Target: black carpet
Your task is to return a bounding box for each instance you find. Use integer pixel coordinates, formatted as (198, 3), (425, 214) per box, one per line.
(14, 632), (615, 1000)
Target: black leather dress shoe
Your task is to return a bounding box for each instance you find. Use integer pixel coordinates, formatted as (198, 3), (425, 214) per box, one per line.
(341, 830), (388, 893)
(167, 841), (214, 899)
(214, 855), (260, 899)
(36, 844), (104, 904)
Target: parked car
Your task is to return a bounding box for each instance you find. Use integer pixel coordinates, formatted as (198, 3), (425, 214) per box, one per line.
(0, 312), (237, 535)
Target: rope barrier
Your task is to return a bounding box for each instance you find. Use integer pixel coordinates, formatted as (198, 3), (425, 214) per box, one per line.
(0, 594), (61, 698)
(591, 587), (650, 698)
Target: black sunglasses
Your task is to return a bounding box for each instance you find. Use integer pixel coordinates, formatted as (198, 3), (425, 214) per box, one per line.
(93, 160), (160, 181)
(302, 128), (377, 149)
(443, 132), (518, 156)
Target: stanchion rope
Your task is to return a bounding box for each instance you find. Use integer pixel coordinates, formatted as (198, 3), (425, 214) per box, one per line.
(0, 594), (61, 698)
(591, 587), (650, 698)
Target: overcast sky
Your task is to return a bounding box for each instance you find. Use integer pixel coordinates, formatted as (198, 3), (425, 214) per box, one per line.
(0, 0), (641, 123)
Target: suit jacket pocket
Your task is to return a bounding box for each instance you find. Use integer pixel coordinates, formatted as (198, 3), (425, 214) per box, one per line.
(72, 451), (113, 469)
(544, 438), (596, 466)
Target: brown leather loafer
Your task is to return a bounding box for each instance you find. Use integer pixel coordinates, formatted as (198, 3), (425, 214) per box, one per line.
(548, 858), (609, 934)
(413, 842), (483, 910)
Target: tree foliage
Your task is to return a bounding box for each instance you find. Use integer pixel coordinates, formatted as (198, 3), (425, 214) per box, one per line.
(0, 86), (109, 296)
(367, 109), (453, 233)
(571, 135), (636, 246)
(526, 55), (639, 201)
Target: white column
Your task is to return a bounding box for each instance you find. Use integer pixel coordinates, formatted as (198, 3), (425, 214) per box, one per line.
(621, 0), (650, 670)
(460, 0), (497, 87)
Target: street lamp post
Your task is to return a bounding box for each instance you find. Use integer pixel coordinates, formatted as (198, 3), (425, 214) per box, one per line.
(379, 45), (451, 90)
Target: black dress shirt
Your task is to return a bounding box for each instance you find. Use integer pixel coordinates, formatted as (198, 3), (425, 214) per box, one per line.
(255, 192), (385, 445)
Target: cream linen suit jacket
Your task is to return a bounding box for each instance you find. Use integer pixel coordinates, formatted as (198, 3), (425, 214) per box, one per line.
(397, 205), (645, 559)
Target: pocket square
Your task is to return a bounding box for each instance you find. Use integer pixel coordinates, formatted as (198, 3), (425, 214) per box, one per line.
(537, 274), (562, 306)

GIVEN INSTRUCTION » Substitute "beige cotton" for "cream linen" in the part that opens with the line containing "Target: cream linen suit jacket" and closes with the line containing "(397, 205), (645, 559)". Reproduce only those lines, with everything else unchanged.

EXERCISE SOLUTION »
Target: beige cotton suit jacket
Your task is to return a bounding box for each instance you find. Use integer pixel coordinates, formatted as (198, 3), (425, 214) per box, one per line.
(397, 205), (645, 559)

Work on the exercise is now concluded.